◆ **What is required**
Rewrite the lines that start at the one containing "Task: put a point on every instance of the thin" and run through the end of the rows, changing "flower bud" to "blossom bud" and leaving everything else unchanged. Give back only those lines.

◆ **Given data**
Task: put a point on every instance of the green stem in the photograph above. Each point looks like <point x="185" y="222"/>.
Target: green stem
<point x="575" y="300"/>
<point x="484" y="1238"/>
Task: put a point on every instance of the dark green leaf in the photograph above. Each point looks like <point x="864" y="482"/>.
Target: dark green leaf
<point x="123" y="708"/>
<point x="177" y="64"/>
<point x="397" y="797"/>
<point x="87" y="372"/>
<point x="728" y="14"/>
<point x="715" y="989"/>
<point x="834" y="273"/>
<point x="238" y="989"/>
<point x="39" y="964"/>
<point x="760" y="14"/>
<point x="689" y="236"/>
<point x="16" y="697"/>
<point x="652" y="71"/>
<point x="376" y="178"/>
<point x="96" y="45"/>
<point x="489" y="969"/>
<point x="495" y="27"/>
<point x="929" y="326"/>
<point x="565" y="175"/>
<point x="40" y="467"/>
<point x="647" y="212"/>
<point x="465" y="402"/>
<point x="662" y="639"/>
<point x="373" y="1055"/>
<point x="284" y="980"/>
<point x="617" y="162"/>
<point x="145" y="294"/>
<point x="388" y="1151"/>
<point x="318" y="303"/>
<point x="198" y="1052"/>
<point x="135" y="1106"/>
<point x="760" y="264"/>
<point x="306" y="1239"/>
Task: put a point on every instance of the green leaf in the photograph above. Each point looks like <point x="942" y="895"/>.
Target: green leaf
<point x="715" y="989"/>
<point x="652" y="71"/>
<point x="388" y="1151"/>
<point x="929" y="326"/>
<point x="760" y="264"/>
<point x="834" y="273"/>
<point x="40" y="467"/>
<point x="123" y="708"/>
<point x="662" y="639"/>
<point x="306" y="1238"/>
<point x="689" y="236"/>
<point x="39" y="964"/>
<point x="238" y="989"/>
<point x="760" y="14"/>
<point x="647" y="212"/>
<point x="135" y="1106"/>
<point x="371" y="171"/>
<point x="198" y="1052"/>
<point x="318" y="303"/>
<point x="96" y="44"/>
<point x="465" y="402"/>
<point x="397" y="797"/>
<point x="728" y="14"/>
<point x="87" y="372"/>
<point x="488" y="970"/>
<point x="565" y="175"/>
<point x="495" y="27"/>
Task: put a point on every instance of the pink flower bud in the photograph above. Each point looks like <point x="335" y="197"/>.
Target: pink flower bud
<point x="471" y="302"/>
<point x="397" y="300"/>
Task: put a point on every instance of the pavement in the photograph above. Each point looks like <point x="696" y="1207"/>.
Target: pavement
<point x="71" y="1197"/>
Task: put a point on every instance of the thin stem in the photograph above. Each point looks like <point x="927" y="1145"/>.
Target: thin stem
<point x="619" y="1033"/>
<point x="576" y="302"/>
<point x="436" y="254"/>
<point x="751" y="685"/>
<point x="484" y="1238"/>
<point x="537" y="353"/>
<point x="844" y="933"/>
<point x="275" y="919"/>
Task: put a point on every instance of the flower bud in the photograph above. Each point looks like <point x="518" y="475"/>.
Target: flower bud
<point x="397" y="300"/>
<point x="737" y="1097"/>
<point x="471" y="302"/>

◆ **Problem solution**
Task: put a point on every instance of the thin stem in the photograph above. Each point looks like <point x="927" y="1145"/>.
Target: thin stem
<point x="619" y="1033"/>
<point x="576" y="302"/>
<point x="436" y="254"/>
<point x="751" y="685"/>
<point x="484" y="1238"/>
<point x="537" y="353"/>
<point x="844" y="933"/>
<point x="275" y="919"/>
Task: put a point on every instance of the blossom bud in the photograph above. Each point looks like <point x="518" y="475"/>.
Target: blossom bud
<point x="397" y="300"/>
<point x="737" y="1097"/>
<point x="471" y="302"/>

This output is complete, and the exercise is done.